==== Records to process

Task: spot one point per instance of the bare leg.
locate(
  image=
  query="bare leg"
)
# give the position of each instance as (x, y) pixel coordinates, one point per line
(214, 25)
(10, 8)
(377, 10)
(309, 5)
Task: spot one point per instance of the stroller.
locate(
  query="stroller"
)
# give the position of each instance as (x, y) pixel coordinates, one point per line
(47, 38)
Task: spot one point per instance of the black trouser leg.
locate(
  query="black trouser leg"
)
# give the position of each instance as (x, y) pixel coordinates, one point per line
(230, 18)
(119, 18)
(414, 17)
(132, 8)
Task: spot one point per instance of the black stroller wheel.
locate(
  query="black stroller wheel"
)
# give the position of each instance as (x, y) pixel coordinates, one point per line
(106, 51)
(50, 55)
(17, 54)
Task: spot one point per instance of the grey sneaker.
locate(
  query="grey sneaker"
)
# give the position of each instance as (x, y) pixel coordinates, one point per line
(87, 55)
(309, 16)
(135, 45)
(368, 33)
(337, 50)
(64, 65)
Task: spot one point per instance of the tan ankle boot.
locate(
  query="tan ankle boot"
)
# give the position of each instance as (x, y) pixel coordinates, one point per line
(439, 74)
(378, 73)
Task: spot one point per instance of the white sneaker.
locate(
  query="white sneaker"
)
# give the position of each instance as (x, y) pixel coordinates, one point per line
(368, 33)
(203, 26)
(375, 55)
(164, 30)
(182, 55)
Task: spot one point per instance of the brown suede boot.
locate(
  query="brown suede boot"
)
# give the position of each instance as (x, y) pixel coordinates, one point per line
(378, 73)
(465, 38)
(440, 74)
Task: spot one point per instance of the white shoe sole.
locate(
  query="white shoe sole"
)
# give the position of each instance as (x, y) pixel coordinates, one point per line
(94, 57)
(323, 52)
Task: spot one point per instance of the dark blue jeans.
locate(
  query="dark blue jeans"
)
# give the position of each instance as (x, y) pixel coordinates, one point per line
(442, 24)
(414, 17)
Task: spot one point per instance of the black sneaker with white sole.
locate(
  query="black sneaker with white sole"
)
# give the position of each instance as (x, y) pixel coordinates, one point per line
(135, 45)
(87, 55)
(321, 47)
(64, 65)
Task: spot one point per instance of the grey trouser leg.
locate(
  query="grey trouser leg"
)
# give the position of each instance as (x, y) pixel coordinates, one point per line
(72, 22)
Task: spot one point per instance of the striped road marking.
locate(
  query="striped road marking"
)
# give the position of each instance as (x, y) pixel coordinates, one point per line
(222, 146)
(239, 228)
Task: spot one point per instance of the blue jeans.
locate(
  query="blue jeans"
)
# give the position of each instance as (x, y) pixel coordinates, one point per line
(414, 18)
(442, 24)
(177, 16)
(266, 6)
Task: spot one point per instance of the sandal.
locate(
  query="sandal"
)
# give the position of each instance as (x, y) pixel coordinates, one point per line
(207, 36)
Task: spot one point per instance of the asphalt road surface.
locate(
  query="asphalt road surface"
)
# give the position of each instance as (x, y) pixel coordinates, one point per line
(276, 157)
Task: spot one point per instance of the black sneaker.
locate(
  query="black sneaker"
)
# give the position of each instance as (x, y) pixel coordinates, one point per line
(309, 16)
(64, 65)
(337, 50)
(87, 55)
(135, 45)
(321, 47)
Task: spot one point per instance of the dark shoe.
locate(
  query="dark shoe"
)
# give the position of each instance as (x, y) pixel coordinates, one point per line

========

• [Aim of the exercise]:
Replace "pixel coordinates" with "image coordinates" throughout the rows and reproduce them with nothing else changed.

• [Worked solution]:
Task: spot one point per instance of the bare leg.
locate(
  image=
  query="bare leg"
)
# give the position of each instance as (x, y) image coordinates, one point per line
(214, 25)
(10, 8)
(377, 10)
(309, 5)
Task: spot one point per instance of the stroller.
locate(
  query="stroller"
)
# give the position of each instance as (x, y) image coordinates, one point per line
(47, 38)
Task: spot one point per instance of the black trouser leg.
locate(
  query="black trouser leg"
)
# give the position of each instance as (x, y) image coordinates, one point per line
(230, 18)
(119, 18)
(414, 17)
(132, 8)
Task: spot one point per instance of the black stroller wheel.
locate(
  query="black stroller wheel"
)
# give the position of each instance as (x, y) image coordinates, one point per line
(106, 51)
(50, 55)
(17, 54)
Task: spot one point per instance of the grey sneaker.
locate(
  query="grey sneaker"
)
# give the position of each instance as (x, y) image coordinates, one point per line
(87, 55)
(309, 16)
(135, 45)
(368, 33)
(337, 50)
(64, 65)
Task: spot one point per instance of the tan ankle boot.
locate(
  query="tan ankle boot"
)
# give the position of each instance as (x, y) image coordinates, one point per line
(439, 74)
(378, 73)
Task: spot one point per instance of the white sneaker.
locate(
  query="white sneaker"
)
# give the position of each instance as (x, y) image coordinates, one point per line
(368, 33)
(203, 26)
(375, 55)
(164, 30)
(182, 55)
Task: spot one point per instance of the brown suede boot.
locate(
  query="brown suede boot"
)
# give the position of each instance as (x, y) image coordinates, one point per line
(378, 73)
(465, 38)
(440, 74)
Task: spot one point per instance of the white shoe sole.
locate(
  query="white shoe sole"
)
# give the position of each instance as (x, y) image coordinates, one point per line
(94, 57)
(323, 52)
Task: spot one point per instance of the dark blue jeans.
locate(
  query="dark blue jeans"
)
# give the position of each instance as (x, y) image coordinates, one point per line
(442, 24)
(414, 17)
Task: spot one point per instance of the black sneaker with white sole.
locate(
  query="black sneaker with white sole"
)
# give the position of each instance as (x, y) image coordinates, one point per line
(135, 45)
(87, 55)
(321, 47)
(64, 65)
Task: spot one point per instance of the grey trouser leg.
locate(
  query="grey trouser leg"
)
# give the position of each instance as (x, y) image coordinates, one point per line
(72, 22)
Task: spot one point per instance of the striped road marking.
locate(
  query="striped road marking"
)
# give the position of each instance as (x, y) image coordinates, one point per line
(222, 146)
(239, 228)
Task: spot one point per instance of the blue jeans.
locate(
  query="blue jeans"
)
# give the position of each instance as (x, y) image coordinates, one point per line
(414, 18)
(442, 24)
(177, 16)
(266, 6)
Task: spot one point per instance of the sandal.
locate(
  query="sandal"
)
# give the position of each instance as (x, y) image coordinates, one point per line
(207, 36)
Task: spot one point per instance of the asphalt road surface.
locate(
  query="asphalt road surface"
)
# give the position of each instance as (x, y) image coordinates, one point per line
(276, 157)
Task: spot one point per instance of the black sneaker.
locate(
  query="black sneaker"
)
# give the position of each instance as (x, y) image coordinates, one point per line
(309, 16)
(64, 65)
(337, 50)
(87, 55)
(135, 45)
(321, 47)
Task: spot one point per instance of the dark shoe.
locate(
  query="dark shoe"
)
# give the position of each instance as (x, y) image coordinates, one point per line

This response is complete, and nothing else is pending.